Excerpts from a dataset:

* * * *

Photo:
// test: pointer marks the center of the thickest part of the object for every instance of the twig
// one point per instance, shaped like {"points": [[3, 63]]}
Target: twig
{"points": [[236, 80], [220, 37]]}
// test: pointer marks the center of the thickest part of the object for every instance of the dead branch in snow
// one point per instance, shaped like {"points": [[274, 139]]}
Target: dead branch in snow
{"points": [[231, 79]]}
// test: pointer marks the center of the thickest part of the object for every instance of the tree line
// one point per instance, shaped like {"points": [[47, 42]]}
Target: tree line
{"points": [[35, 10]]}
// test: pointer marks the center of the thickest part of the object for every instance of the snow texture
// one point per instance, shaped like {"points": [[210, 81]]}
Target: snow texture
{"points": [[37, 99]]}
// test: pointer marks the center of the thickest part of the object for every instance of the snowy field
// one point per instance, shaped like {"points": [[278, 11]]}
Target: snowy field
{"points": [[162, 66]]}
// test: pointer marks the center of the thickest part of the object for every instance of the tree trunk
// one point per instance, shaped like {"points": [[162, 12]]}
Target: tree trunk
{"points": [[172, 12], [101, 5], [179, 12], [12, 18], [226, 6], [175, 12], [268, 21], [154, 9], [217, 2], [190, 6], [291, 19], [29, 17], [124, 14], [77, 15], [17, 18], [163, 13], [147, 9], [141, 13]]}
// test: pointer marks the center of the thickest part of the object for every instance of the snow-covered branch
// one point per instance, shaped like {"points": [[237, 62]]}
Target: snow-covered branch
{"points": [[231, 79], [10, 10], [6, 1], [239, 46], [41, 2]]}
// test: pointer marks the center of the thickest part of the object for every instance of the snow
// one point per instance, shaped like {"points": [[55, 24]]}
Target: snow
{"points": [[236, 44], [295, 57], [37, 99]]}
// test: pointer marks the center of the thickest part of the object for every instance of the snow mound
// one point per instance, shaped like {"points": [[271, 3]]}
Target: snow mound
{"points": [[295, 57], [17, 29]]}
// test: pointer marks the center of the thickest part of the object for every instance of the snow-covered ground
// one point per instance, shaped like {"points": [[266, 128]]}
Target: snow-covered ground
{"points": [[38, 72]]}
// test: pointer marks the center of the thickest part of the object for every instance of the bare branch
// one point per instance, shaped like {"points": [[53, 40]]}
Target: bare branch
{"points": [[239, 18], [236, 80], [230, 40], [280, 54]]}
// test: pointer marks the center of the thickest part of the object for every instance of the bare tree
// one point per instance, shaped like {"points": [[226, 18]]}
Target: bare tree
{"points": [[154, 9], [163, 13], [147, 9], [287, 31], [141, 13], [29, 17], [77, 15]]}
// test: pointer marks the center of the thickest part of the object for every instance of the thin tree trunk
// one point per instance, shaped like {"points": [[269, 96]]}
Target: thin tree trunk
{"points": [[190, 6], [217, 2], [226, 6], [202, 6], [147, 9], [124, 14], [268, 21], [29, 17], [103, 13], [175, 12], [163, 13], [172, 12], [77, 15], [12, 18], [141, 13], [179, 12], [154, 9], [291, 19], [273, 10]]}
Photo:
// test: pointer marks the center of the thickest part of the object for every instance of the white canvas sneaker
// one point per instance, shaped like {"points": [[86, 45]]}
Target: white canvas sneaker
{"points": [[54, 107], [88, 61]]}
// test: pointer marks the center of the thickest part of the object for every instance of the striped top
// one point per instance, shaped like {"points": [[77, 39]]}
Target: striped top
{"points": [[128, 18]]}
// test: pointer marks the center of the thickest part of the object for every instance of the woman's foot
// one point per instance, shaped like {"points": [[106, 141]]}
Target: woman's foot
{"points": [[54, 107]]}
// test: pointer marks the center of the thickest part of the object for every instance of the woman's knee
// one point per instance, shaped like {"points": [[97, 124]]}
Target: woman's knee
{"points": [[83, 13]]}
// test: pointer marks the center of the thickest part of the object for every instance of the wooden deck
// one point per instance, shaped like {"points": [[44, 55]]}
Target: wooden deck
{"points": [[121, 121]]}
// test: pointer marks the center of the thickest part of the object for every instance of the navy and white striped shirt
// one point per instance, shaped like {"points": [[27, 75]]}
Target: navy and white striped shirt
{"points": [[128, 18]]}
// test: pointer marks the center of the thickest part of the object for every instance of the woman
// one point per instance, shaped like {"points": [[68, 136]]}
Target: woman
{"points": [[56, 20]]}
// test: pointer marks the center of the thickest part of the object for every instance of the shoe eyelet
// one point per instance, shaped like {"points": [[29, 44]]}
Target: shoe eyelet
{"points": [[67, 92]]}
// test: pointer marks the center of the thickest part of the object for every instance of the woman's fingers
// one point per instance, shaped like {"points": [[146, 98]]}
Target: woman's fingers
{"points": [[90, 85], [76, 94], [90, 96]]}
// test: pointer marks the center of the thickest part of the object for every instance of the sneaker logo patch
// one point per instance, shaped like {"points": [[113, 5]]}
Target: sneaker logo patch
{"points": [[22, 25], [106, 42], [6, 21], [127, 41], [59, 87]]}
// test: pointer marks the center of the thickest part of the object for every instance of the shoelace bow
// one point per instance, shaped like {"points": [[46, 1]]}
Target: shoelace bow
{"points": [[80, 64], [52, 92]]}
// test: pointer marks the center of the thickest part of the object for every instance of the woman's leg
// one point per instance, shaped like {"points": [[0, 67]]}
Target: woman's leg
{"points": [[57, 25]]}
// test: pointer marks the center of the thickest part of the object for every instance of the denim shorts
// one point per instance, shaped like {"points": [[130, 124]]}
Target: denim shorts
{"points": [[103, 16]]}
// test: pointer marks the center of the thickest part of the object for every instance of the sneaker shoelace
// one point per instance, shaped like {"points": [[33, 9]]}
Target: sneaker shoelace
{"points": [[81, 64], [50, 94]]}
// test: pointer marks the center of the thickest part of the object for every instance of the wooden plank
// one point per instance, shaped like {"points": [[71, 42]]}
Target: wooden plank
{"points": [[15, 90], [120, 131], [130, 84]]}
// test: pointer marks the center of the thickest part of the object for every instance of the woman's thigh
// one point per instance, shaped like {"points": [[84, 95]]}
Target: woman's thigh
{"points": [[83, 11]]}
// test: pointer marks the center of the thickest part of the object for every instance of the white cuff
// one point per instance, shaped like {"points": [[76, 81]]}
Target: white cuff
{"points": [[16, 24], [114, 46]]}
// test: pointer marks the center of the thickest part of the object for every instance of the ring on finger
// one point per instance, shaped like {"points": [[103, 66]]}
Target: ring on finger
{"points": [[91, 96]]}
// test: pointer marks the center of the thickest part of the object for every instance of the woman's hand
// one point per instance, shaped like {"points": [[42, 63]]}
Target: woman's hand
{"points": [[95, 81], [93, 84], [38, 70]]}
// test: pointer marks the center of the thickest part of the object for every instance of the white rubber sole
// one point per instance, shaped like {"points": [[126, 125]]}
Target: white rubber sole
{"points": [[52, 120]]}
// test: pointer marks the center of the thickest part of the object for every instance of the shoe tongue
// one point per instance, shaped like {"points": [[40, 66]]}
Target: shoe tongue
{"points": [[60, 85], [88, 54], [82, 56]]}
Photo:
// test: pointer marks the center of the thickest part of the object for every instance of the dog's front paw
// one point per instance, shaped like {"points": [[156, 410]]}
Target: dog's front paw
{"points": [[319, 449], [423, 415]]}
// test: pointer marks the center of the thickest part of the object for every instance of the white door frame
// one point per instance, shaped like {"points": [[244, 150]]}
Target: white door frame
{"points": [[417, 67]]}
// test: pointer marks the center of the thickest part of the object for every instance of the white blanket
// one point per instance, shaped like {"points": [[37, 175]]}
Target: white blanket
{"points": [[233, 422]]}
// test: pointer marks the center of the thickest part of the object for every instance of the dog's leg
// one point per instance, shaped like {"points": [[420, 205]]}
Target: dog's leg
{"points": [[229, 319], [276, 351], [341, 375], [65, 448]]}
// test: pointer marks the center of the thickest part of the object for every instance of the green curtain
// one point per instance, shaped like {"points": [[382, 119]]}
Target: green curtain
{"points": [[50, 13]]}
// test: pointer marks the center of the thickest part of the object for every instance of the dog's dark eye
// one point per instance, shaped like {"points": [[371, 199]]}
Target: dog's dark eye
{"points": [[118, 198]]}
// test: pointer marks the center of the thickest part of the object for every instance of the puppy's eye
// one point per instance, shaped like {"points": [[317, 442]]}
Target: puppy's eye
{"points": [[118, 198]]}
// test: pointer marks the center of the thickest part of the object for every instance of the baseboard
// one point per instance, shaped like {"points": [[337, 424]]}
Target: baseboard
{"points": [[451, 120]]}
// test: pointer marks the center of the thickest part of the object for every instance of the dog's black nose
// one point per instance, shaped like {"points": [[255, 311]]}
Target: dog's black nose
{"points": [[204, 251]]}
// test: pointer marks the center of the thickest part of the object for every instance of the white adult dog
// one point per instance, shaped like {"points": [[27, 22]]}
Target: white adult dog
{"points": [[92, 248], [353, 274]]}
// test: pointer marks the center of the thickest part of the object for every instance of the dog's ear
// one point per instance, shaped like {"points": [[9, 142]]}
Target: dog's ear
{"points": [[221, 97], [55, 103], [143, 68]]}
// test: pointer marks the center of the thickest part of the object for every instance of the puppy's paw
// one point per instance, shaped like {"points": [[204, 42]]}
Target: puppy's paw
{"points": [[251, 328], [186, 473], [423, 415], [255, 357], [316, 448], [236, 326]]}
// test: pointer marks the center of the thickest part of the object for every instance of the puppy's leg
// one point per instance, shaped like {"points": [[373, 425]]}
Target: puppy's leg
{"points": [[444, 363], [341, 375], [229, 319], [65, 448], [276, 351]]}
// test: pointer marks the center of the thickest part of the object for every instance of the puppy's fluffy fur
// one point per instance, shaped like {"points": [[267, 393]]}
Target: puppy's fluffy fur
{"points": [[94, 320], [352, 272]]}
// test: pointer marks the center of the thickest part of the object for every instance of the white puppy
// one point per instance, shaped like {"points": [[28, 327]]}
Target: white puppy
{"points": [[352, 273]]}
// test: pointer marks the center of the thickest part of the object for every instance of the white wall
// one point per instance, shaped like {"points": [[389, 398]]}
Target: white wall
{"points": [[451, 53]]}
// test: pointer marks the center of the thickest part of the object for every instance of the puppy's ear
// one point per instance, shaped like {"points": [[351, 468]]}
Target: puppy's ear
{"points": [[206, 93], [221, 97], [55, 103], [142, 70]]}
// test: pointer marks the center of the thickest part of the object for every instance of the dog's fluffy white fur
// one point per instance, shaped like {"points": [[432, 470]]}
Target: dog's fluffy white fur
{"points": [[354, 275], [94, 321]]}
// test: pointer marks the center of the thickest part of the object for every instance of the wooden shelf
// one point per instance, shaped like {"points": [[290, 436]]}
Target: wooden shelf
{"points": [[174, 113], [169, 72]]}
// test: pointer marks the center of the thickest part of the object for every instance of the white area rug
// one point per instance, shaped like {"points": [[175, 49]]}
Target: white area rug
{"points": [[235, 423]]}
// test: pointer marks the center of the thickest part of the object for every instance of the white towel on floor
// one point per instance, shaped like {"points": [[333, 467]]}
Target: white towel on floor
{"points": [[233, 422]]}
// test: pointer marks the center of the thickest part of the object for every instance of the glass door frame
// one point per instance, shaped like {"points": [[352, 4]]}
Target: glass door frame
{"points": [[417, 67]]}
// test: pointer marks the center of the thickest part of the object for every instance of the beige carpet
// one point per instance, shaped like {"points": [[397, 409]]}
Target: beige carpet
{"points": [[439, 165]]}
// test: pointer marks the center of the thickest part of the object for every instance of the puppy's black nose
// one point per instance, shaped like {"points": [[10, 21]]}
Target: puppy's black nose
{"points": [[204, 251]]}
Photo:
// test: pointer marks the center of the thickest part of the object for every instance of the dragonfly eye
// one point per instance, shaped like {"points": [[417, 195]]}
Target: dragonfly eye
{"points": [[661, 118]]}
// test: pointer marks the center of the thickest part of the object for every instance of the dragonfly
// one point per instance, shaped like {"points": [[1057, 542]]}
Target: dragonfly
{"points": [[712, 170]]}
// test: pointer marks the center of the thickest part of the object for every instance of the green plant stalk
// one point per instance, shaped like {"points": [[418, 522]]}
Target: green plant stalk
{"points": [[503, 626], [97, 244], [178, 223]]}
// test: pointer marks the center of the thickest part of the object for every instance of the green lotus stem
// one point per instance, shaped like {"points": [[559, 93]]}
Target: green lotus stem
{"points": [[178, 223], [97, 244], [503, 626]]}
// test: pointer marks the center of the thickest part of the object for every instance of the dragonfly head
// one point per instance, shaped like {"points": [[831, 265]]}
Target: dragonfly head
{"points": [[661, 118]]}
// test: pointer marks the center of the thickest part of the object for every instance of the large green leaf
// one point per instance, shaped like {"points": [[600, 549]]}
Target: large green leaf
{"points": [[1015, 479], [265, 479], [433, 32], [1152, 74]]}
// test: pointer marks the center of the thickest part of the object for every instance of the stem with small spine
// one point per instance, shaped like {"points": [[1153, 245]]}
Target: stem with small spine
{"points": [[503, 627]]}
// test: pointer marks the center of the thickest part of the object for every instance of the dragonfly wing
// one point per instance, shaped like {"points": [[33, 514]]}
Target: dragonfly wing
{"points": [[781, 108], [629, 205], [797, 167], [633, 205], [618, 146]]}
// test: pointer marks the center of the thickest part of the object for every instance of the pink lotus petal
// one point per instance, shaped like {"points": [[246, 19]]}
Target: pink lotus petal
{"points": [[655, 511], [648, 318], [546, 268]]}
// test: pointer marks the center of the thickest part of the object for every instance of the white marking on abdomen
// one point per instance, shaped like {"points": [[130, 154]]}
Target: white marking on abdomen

* * * *

- TASK REQUIREMENTS
Retrieve each line from the records above where the word "marking" occurs.

- RESPONSE BOX
// test: pointer marks the center of the thickest part of the object for every instance of the white marking on abdomen
Target: white marking on abdomen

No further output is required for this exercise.